- Vaadhoo Location in Maldives
- Coordinates: 05°51′19″N 72°59′27″E﻿ / ﻿5.85528°N 72.99083°E
- Country: Maldives
- Administrative atoll: Northern Maalhosmadulu Atoll
- Distance to Malé: 194.46 km (120.83 mi)

Dimensions
- • Length: 1.450 km (0.901 mi)
- • Width: 0.400 km (0.249 mi)

Population (2022)
- • Total: 452
- Time zone: UTC+05:00 (MST)

= Vaadhoo (Raa Atoll) =

Vaadhoo (ވާދޫ) is one of the inhabited islands of Raa Atoll, Maldives.

Located at the southern tip of Raa Atoll, Vaadhoo is known for its coral reef, deep lagoon, and seasonally changing beaches. The local economy relies on fishing, palm weaving led by indigenous women, and agriculture focused on breadfruit and coconuts. Tourism flourishes due to the bioluminescent "Sea of Stars" and activities such as snorkeling, diving, kayaking, and fishing, allowing both residents and visitors to experience the island’s diverse environment. The integration of traditional crafts and sustainable tourism makes Vaadhoo an economic and ecological leader in the region.

━━━━

Reproduce word for word the part of the Vaadhoo article between "- Vaadhoo Location" and "zone: UTC+05:00 (MST)", inclusive.

### [Data shown]
━━━━

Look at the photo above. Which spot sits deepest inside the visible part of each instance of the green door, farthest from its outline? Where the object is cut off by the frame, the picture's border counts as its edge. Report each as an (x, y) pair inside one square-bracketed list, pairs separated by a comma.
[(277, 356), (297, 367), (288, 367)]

━━━━

### [Solution to this task]
- Vaadhoo Location in Maldives
- Coordinates: 05°51′19″N 72°59′27″E﻿ / ﻿5.85528°N 72.99083°E
- Country: Maldives
- Administrative atoll: Northern Maalhosmadulu Atoll
- Distance to Malé: 194.46 km (120.83 mi)

Dimensions
- • Length: 1.450 km (0.901 mi)
- • Width: 0.400 km (0.249 mi)

Population (2022)
- • Total: 452
- Time zone: UTC+05:00 (MST)